WORK ORDER ▸ Whenever the string "water" turns up in a line of the data below, copy that line.

SUPPLIED MATERIAL ▸
◆ ◆ ◆
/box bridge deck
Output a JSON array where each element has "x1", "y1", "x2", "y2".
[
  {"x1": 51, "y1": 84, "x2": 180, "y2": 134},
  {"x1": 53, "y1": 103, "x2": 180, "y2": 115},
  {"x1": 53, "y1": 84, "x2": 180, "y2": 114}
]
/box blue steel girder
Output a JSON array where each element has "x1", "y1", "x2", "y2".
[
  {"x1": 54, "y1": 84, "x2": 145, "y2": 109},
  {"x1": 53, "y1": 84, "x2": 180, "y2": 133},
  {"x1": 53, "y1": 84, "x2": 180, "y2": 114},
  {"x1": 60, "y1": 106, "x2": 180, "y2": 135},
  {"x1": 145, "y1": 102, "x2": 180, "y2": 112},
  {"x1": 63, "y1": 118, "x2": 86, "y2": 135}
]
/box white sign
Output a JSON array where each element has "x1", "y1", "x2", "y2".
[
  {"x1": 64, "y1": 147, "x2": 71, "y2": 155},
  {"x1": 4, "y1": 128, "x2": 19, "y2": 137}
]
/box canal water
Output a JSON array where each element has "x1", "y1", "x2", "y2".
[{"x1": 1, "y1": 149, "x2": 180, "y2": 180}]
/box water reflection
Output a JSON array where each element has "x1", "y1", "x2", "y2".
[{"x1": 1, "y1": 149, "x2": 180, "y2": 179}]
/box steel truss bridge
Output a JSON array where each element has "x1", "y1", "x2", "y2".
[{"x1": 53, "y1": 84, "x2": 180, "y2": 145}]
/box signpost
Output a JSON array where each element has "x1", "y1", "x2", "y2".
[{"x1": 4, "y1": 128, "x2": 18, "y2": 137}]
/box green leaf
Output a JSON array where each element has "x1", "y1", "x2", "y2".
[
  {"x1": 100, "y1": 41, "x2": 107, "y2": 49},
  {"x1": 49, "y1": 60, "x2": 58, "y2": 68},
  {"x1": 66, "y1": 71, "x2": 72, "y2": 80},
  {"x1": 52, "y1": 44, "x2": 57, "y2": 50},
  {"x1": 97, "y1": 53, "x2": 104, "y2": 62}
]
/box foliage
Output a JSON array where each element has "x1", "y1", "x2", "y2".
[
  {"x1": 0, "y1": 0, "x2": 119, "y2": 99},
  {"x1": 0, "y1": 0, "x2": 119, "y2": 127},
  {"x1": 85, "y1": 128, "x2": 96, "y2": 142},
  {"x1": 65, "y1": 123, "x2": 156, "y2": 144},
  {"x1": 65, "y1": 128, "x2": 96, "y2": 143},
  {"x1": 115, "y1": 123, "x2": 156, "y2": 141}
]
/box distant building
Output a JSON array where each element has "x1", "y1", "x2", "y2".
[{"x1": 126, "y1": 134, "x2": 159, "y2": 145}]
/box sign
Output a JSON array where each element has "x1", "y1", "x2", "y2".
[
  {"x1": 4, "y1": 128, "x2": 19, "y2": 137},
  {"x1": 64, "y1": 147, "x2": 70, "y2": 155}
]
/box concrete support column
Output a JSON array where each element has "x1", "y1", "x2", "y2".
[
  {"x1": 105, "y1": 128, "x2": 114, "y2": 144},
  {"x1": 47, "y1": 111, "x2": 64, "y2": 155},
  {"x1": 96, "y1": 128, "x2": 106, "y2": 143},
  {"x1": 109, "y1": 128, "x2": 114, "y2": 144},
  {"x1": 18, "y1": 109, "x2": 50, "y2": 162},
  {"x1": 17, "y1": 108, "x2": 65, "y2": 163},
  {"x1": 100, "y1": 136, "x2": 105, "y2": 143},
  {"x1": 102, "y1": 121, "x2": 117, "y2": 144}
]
◆ ◆ ◆
RESPONSE AREA ▸
/box canal water
/box water reflection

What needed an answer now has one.